Dengan demikian objek pembahasan ilmu akhlak berkaitan dengan norma
atau penilaian terhadap suatu perbuatan yang dilakukan seseorang. Perbuatan
tersebut selanjutnya ditentukan kriterianya apakah baik atau buruk. Dalam
hubungan ini Ahmad Amin mengatakan sebagai berikut:
Bahwa objek ilmu akhlak adalah membahas perbuatan manusia yang
selanjutnya perbuatan tersebut ditentukan baik atau buruk.
Dengan demikian terdapat akhlak yang bersifat perorangan dan akhlak
yang bersifat kolektif.
Jadi yang dijadikan objek kajian Ilmu Akhlak di sini adalah
perbuatan yang memiliki ciri-ciri sebagaimana disebutkan di atas, yaitu
perbuatan yang dilakukan atas kehendak dan kemauan. Sebenarnya, mendarah daging
dan telah dilakukan secara terus-menerus sehingga mentradisi dalam
kehidupannya. Perbuatan atau tingkah laku yang tidak memiliki ciri-ciri
tersebut tidak dapat disebut sebagai perbuatan yang dijadikan garapan Ilmu
Akhlak, dan tidak pula termasuk ke dalam perbuatan akhlaki.
Dengan demikian perbuatan yang bersifat alami, dan perbuatan yang
dilakukan dengan tidak senganja, atau khilaf tidak termasuk perbuatan akhlaki,
karena dilakukan tidak atas dasar pilihan. Hal ini sejalan dengan sabda
Rasulullah SAW yang berbunyi:
اِنَّ
اللهَ تَعَالَى تَخَاوَرَّ لِى وَ عَنْ أُمَّتِى اْلخَطَأَ وَ النِّسْيَانَ وَ مَا
اسْتُكْرِهُوْا عَلَيْهِ ( رواه ابن المخة عن ابى الزار Bahwasanya
Allah memaafkanku dan ummatku yang berbuat salah, lupa dan dipaksa. ( HR.
Ibnu Majah dari Abi Zar )
Dengan memperhatikan keterangan tersebut di atas kita dapat
memahami bahwa yang dimaksud dengan Ilmu Akhlak adalah ilmu yang
mengkaji suatu perbuatan yang dilakukan oleh manusia yang dalam keadaan sadar,
kemauan sendiri, tidak terpaksa dan sungguh-sungguh, bukan perbuatan yang
pura-pura. Perbuatan-perbuatan yang demikian selanjutnya diberi nilai baik atau
buruk. Untuk menilai apakah perbuatan itu baik atau buruk diperlukan pula tolak
ukur, yang baik atau buruk menurut siapa, dan apa ukurannya.

## Soal dan Tugas
• 1. Berdasarkan kutipan tentang ilmu akhlak, jelaskan mengapa perbuatan yang bersifat alami, tidak disengaja, atau khilaf tidak digolongkan sebagai perbuatan akhlaki.
• 2. Salinlah bagian kutipan tentang ilmu akhlak mulai dari "Dengan demikian perbuatan" sampai dengan "dipaksa. ( HR.".
• 3. Menurut kutipan tentang ilmu akhlak, apa yang diperlukan untuk menilai apakah suatu perbuatan itu baik atau buruk?

## Entri anotasi koordinat
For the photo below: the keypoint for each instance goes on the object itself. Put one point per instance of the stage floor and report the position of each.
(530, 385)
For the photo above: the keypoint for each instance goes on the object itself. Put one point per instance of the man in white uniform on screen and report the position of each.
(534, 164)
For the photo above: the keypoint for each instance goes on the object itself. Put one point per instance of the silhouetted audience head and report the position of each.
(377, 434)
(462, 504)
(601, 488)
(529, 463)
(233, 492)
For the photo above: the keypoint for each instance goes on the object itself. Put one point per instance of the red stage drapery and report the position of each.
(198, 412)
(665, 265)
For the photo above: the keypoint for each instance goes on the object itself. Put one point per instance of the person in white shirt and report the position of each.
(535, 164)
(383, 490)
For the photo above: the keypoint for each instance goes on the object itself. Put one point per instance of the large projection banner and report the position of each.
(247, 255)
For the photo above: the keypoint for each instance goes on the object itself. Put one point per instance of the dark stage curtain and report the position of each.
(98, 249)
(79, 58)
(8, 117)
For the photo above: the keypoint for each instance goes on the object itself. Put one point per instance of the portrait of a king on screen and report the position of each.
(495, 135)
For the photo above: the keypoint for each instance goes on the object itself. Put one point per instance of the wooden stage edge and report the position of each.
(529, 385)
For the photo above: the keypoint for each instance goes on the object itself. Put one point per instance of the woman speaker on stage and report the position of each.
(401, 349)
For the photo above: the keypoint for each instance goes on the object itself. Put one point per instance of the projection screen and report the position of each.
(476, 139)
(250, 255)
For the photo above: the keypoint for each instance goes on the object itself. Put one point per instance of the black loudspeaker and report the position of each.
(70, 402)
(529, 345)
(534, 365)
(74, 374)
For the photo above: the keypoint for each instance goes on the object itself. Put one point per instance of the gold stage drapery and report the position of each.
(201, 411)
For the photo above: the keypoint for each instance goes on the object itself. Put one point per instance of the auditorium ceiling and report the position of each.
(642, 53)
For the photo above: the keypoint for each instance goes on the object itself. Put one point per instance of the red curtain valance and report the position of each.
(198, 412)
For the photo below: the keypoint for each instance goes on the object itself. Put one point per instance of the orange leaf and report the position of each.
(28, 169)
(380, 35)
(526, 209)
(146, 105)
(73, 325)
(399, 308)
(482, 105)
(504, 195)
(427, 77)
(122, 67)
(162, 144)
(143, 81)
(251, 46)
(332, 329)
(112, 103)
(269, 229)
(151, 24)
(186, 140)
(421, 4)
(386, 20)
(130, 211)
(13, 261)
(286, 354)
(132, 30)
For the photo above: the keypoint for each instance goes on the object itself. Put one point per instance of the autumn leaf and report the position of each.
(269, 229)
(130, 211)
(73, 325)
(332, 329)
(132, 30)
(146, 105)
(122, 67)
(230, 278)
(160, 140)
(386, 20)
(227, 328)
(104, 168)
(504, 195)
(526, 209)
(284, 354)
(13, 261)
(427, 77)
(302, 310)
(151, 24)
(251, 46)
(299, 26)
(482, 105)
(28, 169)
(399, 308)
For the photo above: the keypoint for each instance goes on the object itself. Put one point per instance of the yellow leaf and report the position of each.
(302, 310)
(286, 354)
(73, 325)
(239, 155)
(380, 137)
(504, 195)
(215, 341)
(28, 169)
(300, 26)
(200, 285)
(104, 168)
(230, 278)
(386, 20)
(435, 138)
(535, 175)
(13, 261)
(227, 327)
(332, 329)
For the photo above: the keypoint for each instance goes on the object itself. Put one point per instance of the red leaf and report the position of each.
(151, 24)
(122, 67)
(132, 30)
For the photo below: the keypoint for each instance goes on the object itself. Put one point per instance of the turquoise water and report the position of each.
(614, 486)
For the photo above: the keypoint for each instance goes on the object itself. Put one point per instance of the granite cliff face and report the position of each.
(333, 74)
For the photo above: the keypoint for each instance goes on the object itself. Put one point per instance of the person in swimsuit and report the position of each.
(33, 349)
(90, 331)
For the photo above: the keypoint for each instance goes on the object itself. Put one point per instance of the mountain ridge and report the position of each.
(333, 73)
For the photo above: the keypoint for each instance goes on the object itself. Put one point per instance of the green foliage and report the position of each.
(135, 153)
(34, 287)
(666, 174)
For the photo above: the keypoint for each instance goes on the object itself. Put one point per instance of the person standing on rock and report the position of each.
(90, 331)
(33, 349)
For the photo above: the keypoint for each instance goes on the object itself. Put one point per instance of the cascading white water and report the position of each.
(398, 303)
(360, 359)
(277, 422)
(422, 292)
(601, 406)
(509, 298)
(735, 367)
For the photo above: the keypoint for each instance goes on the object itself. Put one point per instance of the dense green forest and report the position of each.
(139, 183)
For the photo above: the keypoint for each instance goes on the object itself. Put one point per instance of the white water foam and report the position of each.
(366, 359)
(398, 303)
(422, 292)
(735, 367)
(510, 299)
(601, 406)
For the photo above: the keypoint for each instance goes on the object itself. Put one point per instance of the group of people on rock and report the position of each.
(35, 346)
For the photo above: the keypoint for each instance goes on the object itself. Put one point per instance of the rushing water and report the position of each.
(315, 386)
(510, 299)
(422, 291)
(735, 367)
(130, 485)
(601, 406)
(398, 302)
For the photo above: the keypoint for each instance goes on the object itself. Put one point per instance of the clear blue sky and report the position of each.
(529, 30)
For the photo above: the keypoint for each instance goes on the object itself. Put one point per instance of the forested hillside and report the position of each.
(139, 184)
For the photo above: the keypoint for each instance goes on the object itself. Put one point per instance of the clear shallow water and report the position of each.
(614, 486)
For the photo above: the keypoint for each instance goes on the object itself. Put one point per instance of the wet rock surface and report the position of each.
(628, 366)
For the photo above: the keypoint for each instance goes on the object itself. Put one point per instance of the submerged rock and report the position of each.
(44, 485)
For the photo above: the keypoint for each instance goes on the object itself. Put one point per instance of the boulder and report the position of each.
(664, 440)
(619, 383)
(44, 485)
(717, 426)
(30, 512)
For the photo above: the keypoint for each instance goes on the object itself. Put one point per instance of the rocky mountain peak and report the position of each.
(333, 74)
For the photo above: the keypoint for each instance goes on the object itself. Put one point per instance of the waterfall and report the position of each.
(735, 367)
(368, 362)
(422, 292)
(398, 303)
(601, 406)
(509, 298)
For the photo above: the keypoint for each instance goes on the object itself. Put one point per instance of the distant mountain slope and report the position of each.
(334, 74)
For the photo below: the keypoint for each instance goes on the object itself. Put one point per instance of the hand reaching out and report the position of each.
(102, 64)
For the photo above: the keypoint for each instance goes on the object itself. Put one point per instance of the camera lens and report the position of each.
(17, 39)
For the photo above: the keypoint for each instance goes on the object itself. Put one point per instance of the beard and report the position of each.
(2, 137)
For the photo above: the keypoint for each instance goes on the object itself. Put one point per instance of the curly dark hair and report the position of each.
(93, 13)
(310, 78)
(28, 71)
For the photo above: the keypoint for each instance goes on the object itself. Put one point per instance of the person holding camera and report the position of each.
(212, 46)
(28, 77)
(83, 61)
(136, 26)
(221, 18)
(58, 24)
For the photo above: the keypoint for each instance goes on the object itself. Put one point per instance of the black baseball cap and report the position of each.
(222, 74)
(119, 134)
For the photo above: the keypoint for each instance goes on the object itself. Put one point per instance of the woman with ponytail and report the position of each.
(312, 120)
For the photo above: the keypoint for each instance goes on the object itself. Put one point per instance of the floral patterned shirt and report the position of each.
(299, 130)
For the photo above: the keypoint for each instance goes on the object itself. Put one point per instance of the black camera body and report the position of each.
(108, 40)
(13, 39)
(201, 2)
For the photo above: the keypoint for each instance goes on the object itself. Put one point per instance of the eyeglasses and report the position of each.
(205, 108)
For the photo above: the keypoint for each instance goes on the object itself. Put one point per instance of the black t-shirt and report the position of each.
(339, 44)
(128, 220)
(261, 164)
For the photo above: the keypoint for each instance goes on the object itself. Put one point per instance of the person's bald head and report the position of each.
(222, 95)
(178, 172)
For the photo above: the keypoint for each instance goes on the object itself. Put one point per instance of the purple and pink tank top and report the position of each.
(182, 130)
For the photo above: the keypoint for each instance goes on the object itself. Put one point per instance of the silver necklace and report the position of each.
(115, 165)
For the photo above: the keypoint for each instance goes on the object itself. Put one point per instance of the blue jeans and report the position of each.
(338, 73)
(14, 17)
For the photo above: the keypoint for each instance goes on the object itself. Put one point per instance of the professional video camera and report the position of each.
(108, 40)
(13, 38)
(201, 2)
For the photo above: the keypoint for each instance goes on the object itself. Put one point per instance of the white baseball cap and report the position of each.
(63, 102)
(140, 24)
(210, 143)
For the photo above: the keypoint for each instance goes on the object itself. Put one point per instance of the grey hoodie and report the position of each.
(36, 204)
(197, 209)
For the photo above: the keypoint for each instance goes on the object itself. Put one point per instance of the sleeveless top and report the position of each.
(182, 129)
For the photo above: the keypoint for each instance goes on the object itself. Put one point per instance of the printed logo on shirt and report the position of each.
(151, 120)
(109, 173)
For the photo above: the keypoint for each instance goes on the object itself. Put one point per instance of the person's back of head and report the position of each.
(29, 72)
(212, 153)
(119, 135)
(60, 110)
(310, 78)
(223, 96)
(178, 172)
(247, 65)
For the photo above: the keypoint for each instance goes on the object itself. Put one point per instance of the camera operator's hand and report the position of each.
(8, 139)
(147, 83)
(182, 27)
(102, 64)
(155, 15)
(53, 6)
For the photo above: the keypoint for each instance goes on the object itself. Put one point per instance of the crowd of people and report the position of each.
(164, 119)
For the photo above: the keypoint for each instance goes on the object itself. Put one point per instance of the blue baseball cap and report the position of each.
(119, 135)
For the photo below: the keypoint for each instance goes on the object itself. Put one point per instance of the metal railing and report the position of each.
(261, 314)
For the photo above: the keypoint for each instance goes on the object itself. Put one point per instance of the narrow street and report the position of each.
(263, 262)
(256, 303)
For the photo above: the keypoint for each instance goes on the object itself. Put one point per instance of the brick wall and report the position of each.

## Kunci Jawaban
• 1. Perbuatan semacam itu tidak digolongkan sebagai perbuatan akhlaki karena tidak dilakukan atas dasar pilihan.

• 2.
Dengan demikian perbuatan yang bersifat alami, dan perbuatan yang
dilakukan dengan tidak senganja, atau khilaf tidak termasuk perbuatan akhlaki,
karena dilakukan tidak atas dasar pilihan. Hal ini sejalan dengan sabda
Rasulullah SAW yang berbunyi:
اِنَّ
اللهَ تَعَالَى تَخَاوَرَّ لِى وَ عَنْ أُمَّتِى اْلخَطَأَ وَ النِّسْيَانَ وَ مَا
اسْتُكْرِهُوْا عَلَيْهِ ( رواه ابن المخة عن ابى الزار Bahwasanya
Allah memaafkanku dan ummatku yang berbuat salah, lupa dan dipaksa. ( HR.

• 3. Diperlukan tolak ukur, yaitu baik atau buruk menurut siapa dan apa ukurannya.